| SELECTED TEXT |
<<<<

Correlation between Structure and Vapor Sorption in Semicrystalline Linear Polyethylene: One Dimensional Nano-Swelling Measured Using in Situ Vapor Sorption Small Angle Neutron Scattering (iVSANS)

Abstract

Changes in the nanoscale structure of semicrystalline polyethylene (PE) resulting from the sorption/diffusion of hexane-d(14) vapor have been observed and quantified by in situ vapor sorption small-angle neutron scattering (iVSANS). We find a linear correlation between vapor sorption/diffusion and nanoexpansion of the amorphous phase within the lamellae confined in the spherulite domains. The expansion depends on the degree of crystallinity and spherulite perfection. We measured the structure-based sorption kinetics and isotherms of samples with two different crystalline volume fractions (phi(nu c)). The low crystalline polyethylene shows a larger expansion in the long period, L, than the high crystalline polyethylene. Low crystalline PE shows a Fickian-like diffusion profile with sorption time while the high crystalline PE (phi(nu c) = 78%) shows a S-shape diffusion profile(non-Fickian) at P/P degrees = 0.95. The diffusion coefficient increases with relative vapor pressure (P/P degrees) in both materials. The apparent diffusion coefficient in the low crystalline polymer is approximately a factor of 2 higher than that of the more crystalline polymer. On the other hand, effective diffusion coefficients, D-eff's, normalized with the amorphous volume fractions at each vapor activity are identical regardless of crystallinity. This indicates that amorphous volume fraction is the predominant factor that controls transport properties, at least for small diffusing molecules. Furthermore, the one-dimensional expansion is reversible during cyclic sorption and desorption processes, suggesting that the crystals were not destroyed unlike the inference of a previous study.(1)

>>>>

| MATERIAL SHOWN |
<<<<

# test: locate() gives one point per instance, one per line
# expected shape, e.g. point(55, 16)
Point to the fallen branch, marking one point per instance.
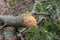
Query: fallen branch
point(26, 20)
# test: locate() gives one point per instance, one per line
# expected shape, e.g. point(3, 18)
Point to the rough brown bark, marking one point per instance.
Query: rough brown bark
point(26, 20)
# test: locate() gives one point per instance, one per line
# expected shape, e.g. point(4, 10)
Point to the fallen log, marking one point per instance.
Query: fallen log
point(26, 20)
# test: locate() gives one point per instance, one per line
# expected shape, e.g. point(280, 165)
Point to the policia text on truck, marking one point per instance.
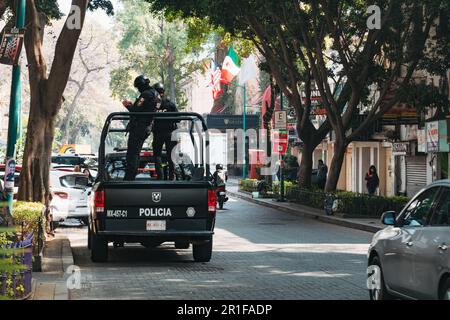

>>>>

| THE REQUEST |
Reproduce word for word the portion of the polyethylene abstract between "Correlation between Structure" and "Small Angle Neutron Scattering (iVSANS)", inclusive. Please work only from the polyethylene abstract, not the listing.

| ANSWER IN FULL |
Correlation between Structure and Vapor Sorption in Semicrystalline Linear Polyethylene: One Dimensional Nano-Swelling Measured Using in Situ Vapor Sorption Small Angle Neutron Scattering (iVSANS)